Problem requirements: Find every line in the records that contains the word "tree" and copy each one. Case counts.

┌──

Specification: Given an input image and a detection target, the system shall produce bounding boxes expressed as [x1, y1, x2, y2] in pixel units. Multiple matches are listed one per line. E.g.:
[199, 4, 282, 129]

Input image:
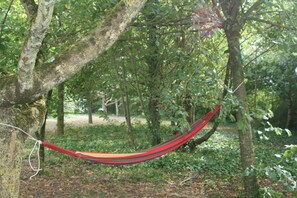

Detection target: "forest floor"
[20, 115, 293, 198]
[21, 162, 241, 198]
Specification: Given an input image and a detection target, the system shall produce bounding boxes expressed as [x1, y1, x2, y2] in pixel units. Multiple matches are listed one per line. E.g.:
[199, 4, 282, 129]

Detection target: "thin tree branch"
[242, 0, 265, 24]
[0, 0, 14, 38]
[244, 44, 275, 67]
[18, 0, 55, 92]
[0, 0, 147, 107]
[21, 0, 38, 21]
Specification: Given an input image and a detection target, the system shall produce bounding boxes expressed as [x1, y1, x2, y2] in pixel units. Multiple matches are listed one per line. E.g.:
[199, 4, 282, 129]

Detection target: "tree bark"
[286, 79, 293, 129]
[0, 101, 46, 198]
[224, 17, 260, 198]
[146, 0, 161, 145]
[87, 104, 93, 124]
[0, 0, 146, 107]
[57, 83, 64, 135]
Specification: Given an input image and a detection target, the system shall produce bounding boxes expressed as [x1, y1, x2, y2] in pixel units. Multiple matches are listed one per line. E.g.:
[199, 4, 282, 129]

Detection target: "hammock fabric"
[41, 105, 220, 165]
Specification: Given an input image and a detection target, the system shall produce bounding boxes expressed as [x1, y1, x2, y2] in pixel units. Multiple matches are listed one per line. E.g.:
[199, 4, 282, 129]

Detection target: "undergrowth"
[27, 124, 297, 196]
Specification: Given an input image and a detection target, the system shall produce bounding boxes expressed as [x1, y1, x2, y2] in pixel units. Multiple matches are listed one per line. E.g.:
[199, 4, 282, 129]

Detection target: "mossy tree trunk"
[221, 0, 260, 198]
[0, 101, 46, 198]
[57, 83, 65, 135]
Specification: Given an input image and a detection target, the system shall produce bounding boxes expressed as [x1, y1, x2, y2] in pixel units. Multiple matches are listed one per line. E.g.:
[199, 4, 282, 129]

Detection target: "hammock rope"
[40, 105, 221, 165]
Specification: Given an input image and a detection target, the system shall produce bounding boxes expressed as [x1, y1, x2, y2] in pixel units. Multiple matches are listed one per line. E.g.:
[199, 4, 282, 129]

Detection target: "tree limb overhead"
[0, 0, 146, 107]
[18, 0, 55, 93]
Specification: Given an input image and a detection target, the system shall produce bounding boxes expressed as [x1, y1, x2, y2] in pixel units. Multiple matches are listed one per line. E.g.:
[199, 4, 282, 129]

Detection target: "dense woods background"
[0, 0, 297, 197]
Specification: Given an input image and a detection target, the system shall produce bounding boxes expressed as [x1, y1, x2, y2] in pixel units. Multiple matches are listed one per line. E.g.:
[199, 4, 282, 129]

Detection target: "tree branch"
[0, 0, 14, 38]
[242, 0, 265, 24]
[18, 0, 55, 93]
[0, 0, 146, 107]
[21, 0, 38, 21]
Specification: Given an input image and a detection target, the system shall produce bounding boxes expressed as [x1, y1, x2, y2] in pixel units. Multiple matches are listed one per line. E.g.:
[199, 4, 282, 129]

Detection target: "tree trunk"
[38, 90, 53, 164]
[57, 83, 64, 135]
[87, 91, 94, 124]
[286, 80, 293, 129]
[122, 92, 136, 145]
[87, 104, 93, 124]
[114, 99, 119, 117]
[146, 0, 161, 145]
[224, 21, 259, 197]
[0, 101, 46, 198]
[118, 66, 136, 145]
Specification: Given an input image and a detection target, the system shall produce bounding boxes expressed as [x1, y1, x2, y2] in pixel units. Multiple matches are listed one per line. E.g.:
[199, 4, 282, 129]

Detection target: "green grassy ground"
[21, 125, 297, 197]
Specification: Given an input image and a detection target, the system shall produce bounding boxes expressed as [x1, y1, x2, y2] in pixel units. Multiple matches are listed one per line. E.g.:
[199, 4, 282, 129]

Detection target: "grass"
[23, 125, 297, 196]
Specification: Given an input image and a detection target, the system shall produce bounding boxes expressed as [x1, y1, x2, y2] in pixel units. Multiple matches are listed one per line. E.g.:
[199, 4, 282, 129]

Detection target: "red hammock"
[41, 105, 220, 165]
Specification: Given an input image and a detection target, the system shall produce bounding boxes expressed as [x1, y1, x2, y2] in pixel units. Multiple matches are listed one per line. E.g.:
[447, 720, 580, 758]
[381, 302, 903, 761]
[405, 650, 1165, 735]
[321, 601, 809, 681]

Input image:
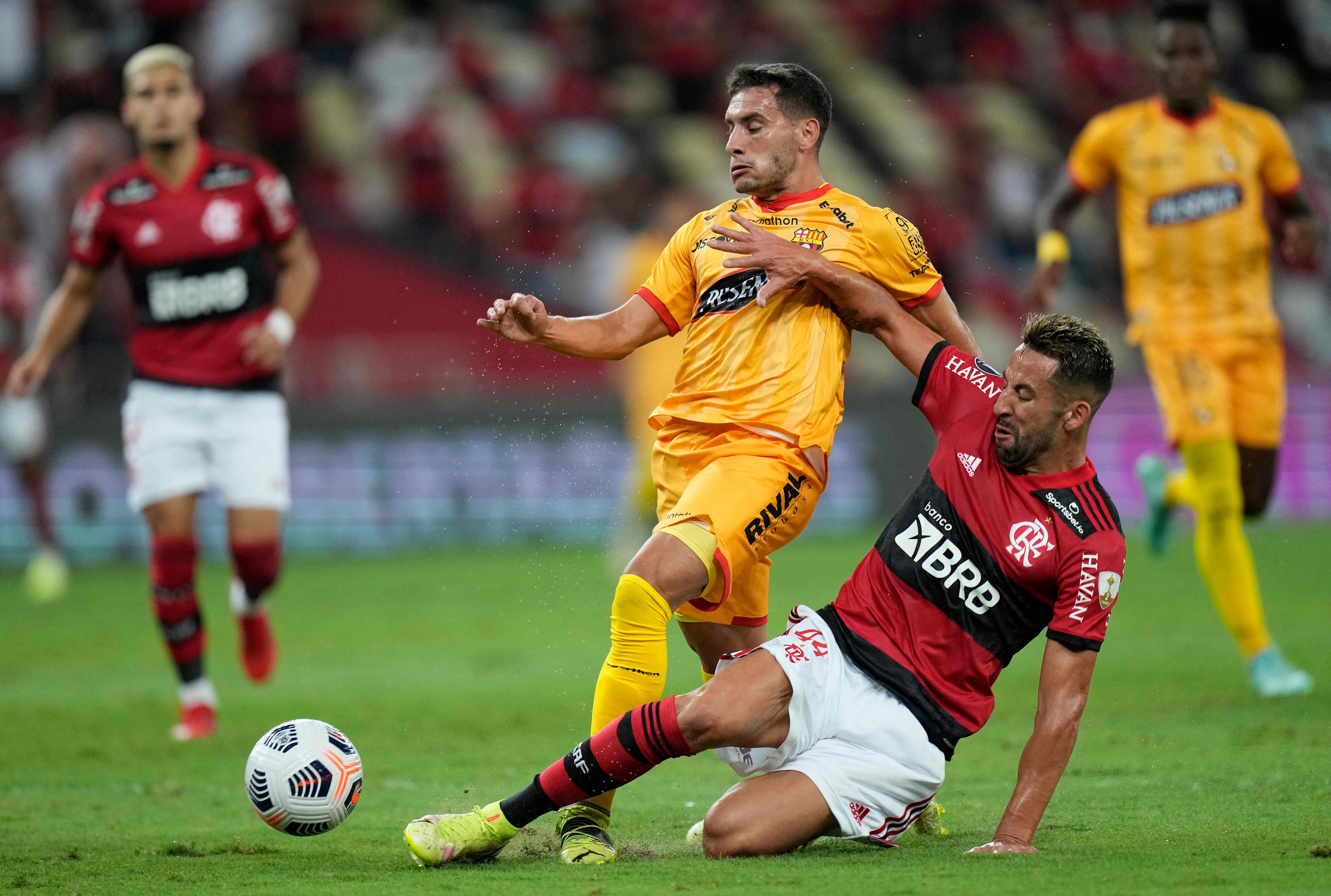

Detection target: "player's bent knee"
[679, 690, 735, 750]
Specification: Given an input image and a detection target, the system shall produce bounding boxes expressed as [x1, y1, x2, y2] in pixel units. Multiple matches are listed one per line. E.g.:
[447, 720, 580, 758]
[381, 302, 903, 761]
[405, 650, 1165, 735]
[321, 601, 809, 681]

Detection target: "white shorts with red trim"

└──

The reply:
Detection target: "thin tree branch"
Detection target: "tree bark"
Detection target: "mossy tree trunk"
Detection target: "tree limb overhead"
Detection target: "tree branch"
Detection target: "tree trunk"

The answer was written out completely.